**RECORDS TO PROCESS**
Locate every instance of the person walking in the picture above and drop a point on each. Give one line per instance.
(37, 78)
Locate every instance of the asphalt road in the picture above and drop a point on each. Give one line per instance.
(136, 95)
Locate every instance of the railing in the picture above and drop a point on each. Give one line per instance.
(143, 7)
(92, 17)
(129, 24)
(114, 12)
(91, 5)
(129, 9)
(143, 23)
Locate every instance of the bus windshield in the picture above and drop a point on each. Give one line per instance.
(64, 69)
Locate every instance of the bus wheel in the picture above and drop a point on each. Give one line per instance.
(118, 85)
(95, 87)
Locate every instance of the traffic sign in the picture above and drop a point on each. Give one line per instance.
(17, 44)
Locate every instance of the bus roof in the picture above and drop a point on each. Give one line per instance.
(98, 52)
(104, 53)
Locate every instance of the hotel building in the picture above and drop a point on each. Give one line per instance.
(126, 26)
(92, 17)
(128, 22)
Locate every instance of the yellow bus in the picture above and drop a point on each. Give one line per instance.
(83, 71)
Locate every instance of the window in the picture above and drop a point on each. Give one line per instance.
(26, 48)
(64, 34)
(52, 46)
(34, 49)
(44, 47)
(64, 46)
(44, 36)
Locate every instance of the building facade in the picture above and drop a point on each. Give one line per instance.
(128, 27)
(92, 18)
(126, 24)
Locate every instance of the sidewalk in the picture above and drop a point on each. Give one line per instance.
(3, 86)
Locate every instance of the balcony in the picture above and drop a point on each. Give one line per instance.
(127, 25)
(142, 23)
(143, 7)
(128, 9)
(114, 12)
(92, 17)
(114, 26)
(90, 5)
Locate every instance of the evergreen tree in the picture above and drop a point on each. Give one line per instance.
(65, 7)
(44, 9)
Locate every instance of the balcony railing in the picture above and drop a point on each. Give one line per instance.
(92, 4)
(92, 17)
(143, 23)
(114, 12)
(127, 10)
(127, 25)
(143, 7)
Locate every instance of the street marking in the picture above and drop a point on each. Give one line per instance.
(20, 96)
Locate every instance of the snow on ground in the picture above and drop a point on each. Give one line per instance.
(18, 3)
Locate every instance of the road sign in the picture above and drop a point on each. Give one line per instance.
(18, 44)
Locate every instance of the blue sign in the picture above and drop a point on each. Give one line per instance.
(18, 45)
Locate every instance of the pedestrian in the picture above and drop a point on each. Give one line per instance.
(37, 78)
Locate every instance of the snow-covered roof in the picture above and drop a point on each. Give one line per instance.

**EXERCISE REQUIREMENTS**
Reproduce all of the records above, replacing "drop" with "place" wherever it occurs and leaving every other word unchanged.

**SOLUTION FOR THIS PROBLEM**
Locate every instance of the person walking in the picture above and place a point on each. Give one line per instance.
(37, 78)
Locate every instance of the asphalt road in the picture above and place a point on each. Give one line per instance.
(136, 95)
Locate every instance of the railing in the picture above and place a point on each. Give one line per instance.
(143, 7)
(92, 17)
(129, 24)
(114, 12)
(91, 5)
(129, 9)
(143, 23)
Locate every instance of the bus windshield in the picture above and place a point on each. Give one line per instance.
(64, 69)
Locate every instance of the bus wheel in the picture above and place a point on each. Give one line per instance.
(118, 85)
(95, 87)
Locate every instance of the traffic sign in the picture above and place a point on each. Give one line per instance.
(17, 44)
Locate every instance of the bus roof in the picture above and place a point on each. Give one line per instance.
(98, 52)
(104, 53)
Locate every instance of the hotel building in the picture above and place a point on each. Give one line per instance.
(126, 26)
(92, 17)
(128, 22)
Locate every instance of the yellow bus in the picture above and place a point on each. Give one line per instance.
(83, 71)
Locate every instance of the window in the picture above and place a point on each. Give one line per instance.
(26, 48)
(64, 34)
(52, 46)
(34, 49)
(44, 47)
(64, 46)
(44, 36)
Locate every instance of the building facade in the picture above and place a point on each. Give one line per instance.
(128, 27)
(92, 18)
(126, 24)
Locate every instance of the sidewalk in the picture above and place a point on each. Give one line per instance.
(3, 86)
Locate every instance of the balcony in the picture above and place a point on each. Give one line per instance.
(127, 25)
(142, 23)
(143, 7)
(128, 9)
(114, 12)
(92, 17)
(114, 26)
(90, 5)
Locate every instance of the evergreen tree in the picture above and place a point on each. Give one line per instance.
(65, 7)
(44, 9)
Locate every instance of the balcony railing in the picture above and place a point on each. Give one line per instance.
(92, 4)
(92, 17)
(143, 23)
(114, 12)
(127, 10)
(127, 25)
(143, 7)
Locate every instance of the street marking in the picture above and place a point on each. Give one line per instance.
(20, 96)
Locate every instance of the snow on ground in the picture above and place a point on each. Give one line per instance.
(18, 3)
Locate every instance of the road sign in the picture above and place a point on each. Give one line per instance.
(18, 44)
Locate every instance of the blue sign in the picture above and place a point on each. Give one line per instance.
(18, 45)
Locate every instance of the pedestrian in the picture above and place a point on each. Give one line per instance.
(37, 78)
Locate every instance of the snow-covered roof in the picture above and place a point on each. Give one line per instance.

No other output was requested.